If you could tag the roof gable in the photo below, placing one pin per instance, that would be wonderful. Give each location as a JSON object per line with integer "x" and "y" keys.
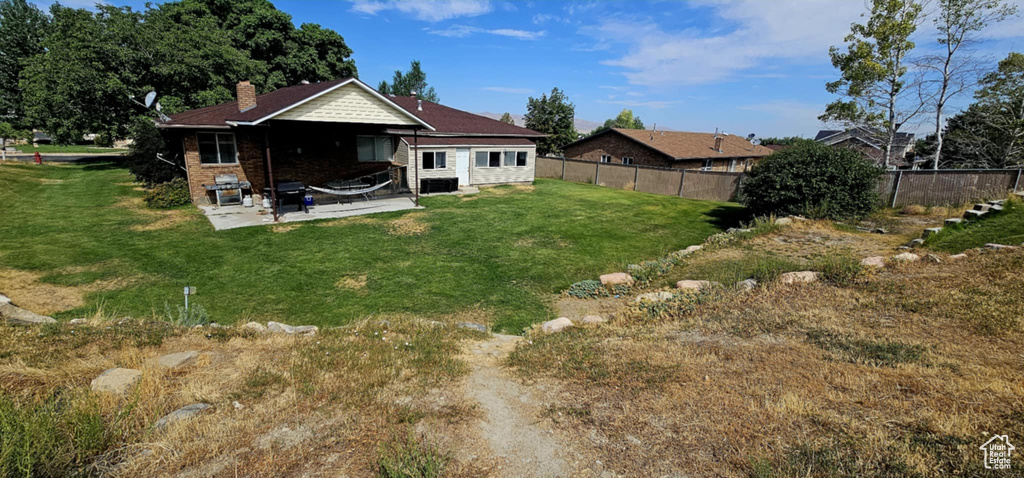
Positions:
{"x": 687, "y": 145}
{"x": 348, "y": 103}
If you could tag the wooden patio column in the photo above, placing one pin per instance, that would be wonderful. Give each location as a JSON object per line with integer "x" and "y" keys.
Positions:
{"x": 269, "y": 172}
{"x": 416, "y": 164}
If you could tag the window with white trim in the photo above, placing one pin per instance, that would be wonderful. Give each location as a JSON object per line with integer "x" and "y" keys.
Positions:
{"x": 217, "y": 148}
{"x": 488, "y": 159}
{"x": 374, "y": 148}
{"x": 432, "y": 160}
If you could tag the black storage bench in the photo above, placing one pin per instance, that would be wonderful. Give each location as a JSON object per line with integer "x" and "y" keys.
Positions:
{"x": 438, "y": 185}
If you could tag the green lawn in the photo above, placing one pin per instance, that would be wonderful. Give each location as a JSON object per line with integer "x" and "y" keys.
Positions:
{"x": 75, "y": 148}
{"x": 1006, "y": 227}
{"x": 502, "y": 256}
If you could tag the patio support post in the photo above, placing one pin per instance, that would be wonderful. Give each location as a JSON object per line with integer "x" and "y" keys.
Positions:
{"x": 269, "y": 172}
{"x": 416, "y": 163}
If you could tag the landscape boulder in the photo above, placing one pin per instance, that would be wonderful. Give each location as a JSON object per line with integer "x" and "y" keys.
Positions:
{"x": 694, "y": 285}
{"x": 659, "y": 296}
{"x": 873, "y": 261}
{"x": 254, "y": 327}
{"x": 19, "y": 316}
{"x": 748, "y": 285}
{"x": 184, "y": 413}
{"x": 179, "y": 359}
{"x": 279, "y": 328}
{"x": 906, "y": 257}
{"x": 116, "y": 380}
{"x": 557, "y": 324}
{"x": 616, "y": 278}
{"x": 802, "y": 276}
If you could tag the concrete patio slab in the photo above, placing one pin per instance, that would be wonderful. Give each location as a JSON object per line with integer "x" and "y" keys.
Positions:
{"x": 231, "y": 217}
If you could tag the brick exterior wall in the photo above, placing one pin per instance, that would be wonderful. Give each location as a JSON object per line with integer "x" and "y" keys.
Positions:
{"x": 617, "y": 146}
{"x": 249, "y": 167}
{"x": 310, "y": 153}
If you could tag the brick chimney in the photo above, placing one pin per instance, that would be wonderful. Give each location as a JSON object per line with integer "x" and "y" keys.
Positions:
{"x": 247, "y": 95}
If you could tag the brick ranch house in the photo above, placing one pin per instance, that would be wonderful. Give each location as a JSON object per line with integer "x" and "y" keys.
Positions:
{"x": 676, "y": 149}
{"x": 343, "y": 129}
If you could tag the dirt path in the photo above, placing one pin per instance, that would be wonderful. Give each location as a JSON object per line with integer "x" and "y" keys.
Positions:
{"x": 511, "y": 422}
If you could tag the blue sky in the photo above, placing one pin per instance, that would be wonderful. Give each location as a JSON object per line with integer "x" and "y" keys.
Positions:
{"x": 744, "y": 66}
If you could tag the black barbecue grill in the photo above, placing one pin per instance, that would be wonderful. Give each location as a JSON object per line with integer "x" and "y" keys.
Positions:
{"x": 228, "y": 188}
{"x": 292, "y": 190}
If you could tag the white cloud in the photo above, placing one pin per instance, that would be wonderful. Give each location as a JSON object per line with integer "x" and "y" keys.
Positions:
{"x": 425, "y": 10}
{"x": 507, "y": 89}
{"x": 656, "y": 104}
{"x": 462, "y": 31}
{"x": 759, "y": 33}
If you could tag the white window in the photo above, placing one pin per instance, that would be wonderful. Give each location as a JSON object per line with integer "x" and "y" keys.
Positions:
{"x": 374, "y": 148}
{"x": 488, "y": 159}
{"x": 433, "y": 160}
{"x": 217, "y": 148}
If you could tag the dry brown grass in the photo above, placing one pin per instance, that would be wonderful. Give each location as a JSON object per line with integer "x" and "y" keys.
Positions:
{"x": 352, "y": 283}
{"x": 409, "y": 224}
{"x": 310, "y": 404}
{"x": 739, "y": 387}
{"x": 25, "y": 290}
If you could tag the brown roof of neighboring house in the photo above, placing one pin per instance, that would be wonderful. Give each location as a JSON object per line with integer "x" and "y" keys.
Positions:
{"x": 685, "y": 145}
{"x": 450, "y": 120}
{"x": 443, "y": 119}
{"x": 468, "y": 141}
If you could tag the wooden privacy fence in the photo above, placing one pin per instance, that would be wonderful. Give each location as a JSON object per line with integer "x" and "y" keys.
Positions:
{"x": 896, "y": 188}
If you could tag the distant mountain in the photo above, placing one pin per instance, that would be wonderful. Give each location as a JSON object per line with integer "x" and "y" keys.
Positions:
{"x": 583, "y": 126}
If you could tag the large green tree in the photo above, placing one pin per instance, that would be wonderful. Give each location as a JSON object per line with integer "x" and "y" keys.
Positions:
{"x": 192, "y": 52}
{"x": 22, "y": 30}
{"x": 990, "y": 132}
{"x": 953, "y": 70}
{"x": 873, "y": 84}
{"x": 404, "y": 84}
{"x": 553, "y": 116}
{"x": 625, "y": 120}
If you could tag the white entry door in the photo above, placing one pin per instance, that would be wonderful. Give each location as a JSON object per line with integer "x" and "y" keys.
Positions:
{"x": 462, "y": 166}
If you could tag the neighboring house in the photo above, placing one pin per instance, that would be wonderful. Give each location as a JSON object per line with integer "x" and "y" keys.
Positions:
{"x": 870, "y": 143}
{"x": 677, "y": 149}
{"x": 343, "y": 129}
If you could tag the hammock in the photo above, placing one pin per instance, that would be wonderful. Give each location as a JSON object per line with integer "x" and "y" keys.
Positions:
{"x": 366, "y": 192}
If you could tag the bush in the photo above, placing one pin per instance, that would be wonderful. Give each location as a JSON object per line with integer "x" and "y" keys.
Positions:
{"x": 141, "y": 158}
{"x": 168, "y": 194}
{"x": 814, "y": 180}
{"x": 840, "y": 268}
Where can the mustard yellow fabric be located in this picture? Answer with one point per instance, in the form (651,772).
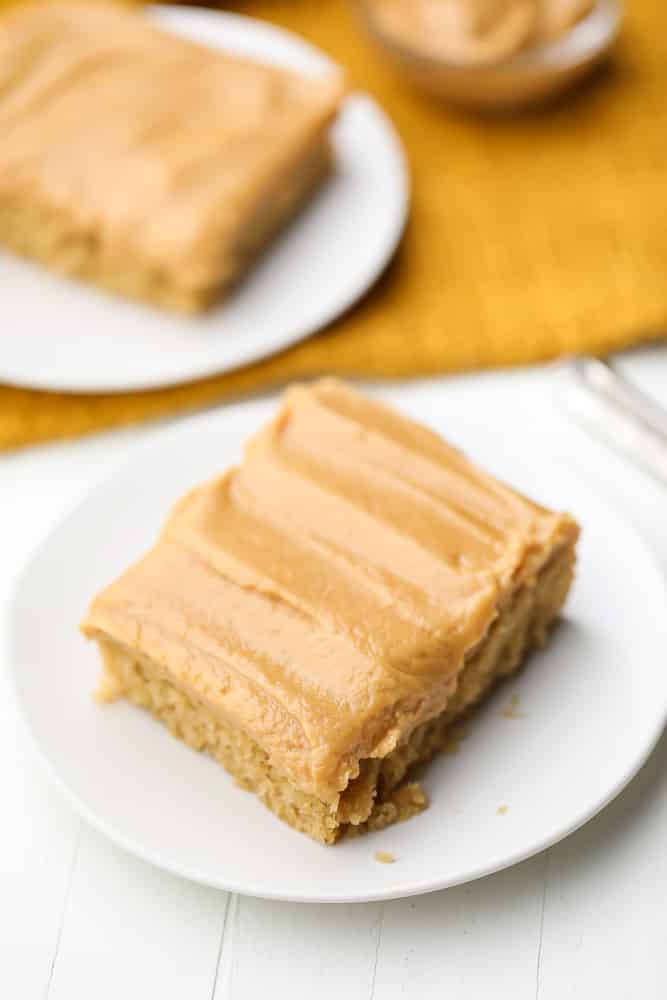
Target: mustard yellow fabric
(529,238)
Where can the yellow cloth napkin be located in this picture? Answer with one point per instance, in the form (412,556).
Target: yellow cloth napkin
(529,238)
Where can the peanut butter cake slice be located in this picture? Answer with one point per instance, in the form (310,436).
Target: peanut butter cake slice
(145,163)
(317,618)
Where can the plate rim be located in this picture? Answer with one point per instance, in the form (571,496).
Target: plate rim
(171,15)
(280,894)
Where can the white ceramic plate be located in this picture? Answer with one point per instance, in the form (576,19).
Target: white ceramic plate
(61,335)
(592,704)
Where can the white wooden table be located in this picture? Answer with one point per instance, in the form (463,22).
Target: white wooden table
(81,920)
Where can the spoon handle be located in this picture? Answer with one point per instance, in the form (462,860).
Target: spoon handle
(619,413)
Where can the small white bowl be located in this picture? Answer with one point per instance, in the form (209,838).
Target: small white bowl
(529,77)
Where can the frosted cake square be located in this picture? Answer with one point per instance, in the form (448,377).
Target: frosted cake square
(317,618)
(147,164)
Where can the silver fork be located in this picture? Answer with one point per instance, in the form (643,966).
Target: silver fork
(618,412)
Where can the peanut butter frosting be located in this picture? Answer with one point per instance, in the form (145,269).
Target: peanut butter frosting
(322,597)
(155,145)
(477,31)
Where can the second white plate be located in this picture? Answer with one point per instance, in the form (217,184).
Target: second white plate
(592,704)
(66,336)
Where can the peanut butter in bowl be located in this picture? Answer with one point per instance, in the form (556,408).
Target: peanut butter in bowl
(494,53)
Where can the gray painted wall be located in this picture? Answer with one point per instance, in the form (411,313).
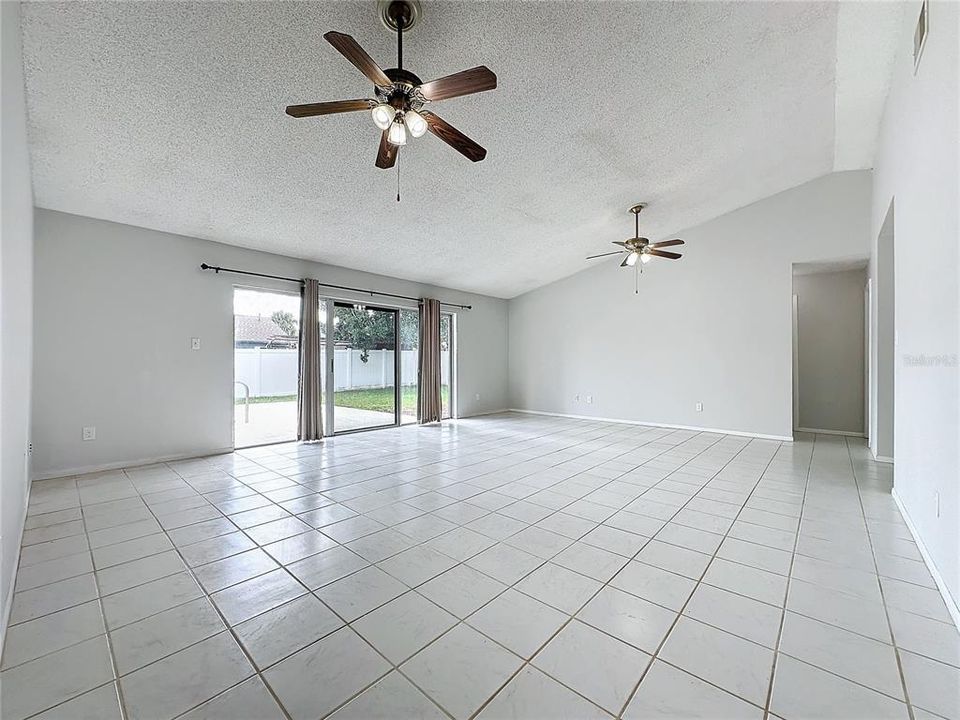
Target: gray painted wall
(886,353)
(115,308)
(16,258)
(831,350)
(917,168)
(714,327)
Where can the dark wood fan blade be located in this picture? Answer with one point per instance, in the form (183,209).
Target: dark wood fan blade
(454,138)
(666,243)
(387,154)
(465,82)
(352,51)
(312,109)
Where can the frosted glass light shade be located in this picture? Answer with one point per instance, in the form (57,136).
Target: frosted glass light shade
(382,116)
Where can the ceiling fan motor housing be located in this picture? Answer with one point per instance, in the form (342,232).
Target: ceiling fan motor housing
(395,14)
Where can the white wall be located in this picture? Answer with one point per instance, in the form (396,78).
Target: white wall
(115,308)
(830,350)
(713,327)
(16,258)
(917,168)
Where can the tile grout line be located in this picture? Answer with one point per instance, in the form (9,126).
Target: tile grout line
(655,655)
(786,592)
(227,625)
(589,448)
(883,599)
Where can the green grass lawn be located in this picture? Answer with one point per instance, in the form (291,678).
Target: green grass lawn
(376,399)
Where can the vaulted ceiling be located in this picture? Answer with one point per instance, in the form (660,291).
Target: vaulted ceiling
(170,116)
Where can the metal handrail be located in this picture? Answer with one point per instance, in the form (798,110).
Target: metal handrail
(246,401)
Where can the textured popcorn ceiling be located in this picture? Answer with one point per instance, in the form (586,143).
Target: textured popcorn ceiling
(170,116)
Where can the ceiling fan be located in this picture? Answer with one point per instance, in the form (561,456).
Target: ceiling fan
(639,251)
(638,248)
(400,96)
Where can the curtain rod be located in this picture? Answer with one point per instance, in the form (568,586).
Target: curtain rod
(218,270)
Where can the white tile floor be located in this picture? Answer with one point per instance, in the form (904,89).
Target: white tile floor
(505,567)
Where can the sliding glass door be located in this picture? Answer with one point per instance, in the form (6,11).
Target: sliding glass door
(446,365)
(265,366)
(364,367)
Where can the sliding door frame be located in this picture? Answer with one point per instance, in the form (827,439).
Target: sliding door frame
(330,395)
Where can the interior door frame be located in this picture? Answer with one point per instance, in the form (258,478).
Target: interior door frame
(330,384)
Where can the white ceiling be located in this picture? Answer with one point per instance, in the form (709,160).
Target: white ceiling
(170,116)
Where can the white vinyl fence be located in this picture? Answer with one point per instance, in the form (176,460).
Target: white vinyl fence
(274,372)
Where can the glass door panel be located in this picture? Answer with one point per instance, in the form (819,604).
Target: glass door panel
(446,366)
(266,336)
(364,367)
(409,364)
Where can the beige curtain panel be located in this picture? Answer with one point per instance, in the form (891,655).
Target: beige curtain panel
(309,406)
(428,398)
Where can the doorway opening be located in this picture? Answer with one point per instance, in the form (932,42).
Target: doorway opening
(830,362)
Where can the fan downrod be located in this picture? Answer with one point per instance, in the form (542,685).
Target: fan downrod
(395,14)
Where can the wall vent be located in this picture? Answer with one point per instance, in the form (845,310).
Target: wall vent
(920,33)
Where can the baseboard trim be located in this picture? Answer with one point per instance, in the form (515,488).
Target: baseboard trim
(821,431)
(881,458)
(481,414)
(8,600)
(719,431)
(951,604)
(66,472)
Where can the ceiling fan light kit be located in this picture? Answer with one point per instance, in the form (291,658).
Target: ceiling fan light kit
(397,107)
(639,250)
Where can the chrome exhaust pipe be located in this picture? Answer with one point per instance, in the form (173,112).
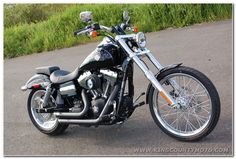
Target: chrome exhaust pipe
(71,115)
(92,121)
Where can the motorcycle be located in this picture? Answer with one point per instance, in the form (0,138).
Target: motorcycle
(183,102)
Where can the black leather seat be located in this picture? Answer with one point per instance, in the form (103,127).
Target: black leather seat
(62,76)
(47,70)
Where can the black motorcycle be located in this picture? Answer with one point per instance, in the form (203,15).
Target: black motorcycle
(183,101)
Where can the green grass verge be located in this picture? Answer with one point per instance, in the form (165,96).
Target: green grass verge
(57,31)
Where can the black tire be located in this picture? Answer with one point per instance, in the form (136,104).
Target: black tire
(58,129)
(212,93)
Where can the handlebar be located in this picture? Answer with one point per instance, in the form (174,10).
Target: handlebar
(91,28)
(81,31)
(119,29)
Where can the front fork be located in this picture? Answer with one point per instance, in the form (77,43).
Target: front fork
(151,77)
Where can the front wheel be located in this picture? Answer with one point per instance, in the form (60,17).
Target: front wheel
(47,123)
(198,99)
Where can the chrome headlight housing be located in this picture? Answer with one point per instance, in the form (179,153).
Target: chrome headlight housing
(140,40)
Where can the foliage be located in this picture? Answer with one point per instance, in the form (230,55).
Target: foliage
(48,29)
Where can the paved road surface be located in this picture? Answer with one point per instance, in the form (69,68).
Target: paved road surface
(206,47)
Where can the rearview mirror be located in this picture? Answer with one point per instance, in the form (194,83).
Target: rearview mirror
(126,16)
(86,16)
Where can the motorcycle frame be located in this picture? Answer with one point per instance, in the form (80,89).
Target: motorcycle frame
(135,56)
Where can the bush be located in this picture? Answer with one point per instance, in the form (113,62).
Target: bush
(57,31)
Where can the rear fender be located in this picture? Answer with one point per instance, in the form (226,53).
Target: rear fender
(39,79)
(161,71)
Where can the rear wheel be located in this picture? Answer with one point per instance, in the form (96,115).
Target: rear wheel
(47,123)
(199,104)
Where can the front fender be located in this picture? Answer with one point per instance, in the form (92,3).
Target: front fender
(36,79)
(161,71)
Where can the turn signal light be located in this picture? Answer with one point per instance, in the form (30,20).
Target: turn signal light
(135,29)
(94,34)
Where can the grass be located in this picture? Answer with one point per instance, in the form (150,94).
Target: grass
(56,30)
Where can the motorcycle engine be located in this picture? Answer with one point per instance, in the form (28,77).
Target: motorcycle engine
(99,85)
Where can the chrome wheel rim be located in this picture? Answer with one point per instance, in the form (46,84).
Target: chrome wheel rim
(46,121)
(195,112)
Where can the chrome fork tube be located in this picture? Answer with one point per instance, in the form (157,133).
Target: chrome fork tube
(47,95)
(154,61)
(150,76)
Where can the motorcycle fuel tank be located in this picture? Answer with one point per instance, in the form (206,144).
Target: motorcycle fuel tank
(104,56)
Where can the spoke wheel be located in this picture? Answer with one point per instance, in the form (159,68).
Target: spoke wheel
(198,100)
(47,123)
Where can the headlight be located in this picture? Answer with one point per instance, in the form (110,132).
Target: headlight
(141,40)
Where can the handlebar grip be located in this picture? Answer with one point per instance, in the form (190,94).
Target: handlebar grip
(78,31)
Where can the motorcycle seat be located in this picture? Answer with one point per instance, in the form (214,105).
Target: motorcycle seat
(62,76)
(47,70)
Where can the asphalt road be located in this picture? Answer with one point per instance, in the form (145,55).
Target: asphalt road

** Work to do **
Give back, unchanged, every line from the one with "Where can the front fender" to the end of the entries above.

** The completed task **
Where can the front fender be located in this picture? Answer with one point per instance, in the form (92,3).
Target: front fender
(36,79)
(161,71)
Where can the turn signal light be located in this picture? Answer with one point per instance, in the form (30,20).
Target: turn signal light
(135,29)
(94,34)
Where can the grass be located in this picture? Answer with one point per instance, in the form (150,94).
Target: grass
(56,30)
Where can the motorcycle engine be located in this picture? Answer with one point per instance, in the form (28,77).
Target: motorcycle engine
(99,85)
Where can the chrome wheel rim be located in this picture? Answer with one point per instance, in the form (46,84).
Target: chrome wheel rim
(46,121)
(195,112)
Where can the chrome fork tube be located in this picture? Answer with one point per instance, in the form (157,133).
Target: chrome fork tube
(47,95)
(154,61)
(150,76)
Where can the motorcycle fuel tank be located in this picture? Answer with one point per instance, in the form (206,144).
Target: motorcycle fuel tank
(104,56)
Where can the spoke wheel be located in this picture? Answer with one point per instance, in the form (159,68).
Target: spoke wheel
(198,100)
(47,123)
Where can the headlight be located in this picture? Answer with one point per instance, in the form (110,132).
Target: headlight
(141,40)
Where can the handlebar grip be located in this picture? Answer with one point per instance, in the form (190,94).
Target: handlebar grip
(78,31)
Where can the motorcycle seat be located in this picture? Answer with one point per instance, in the form (214,105).
Target: motorcycle seat
(62,76)
(47,70)
Where can the asphalt road be located in this picture? Answer with one point per instance, in the form (145,55).
Target: asphalt road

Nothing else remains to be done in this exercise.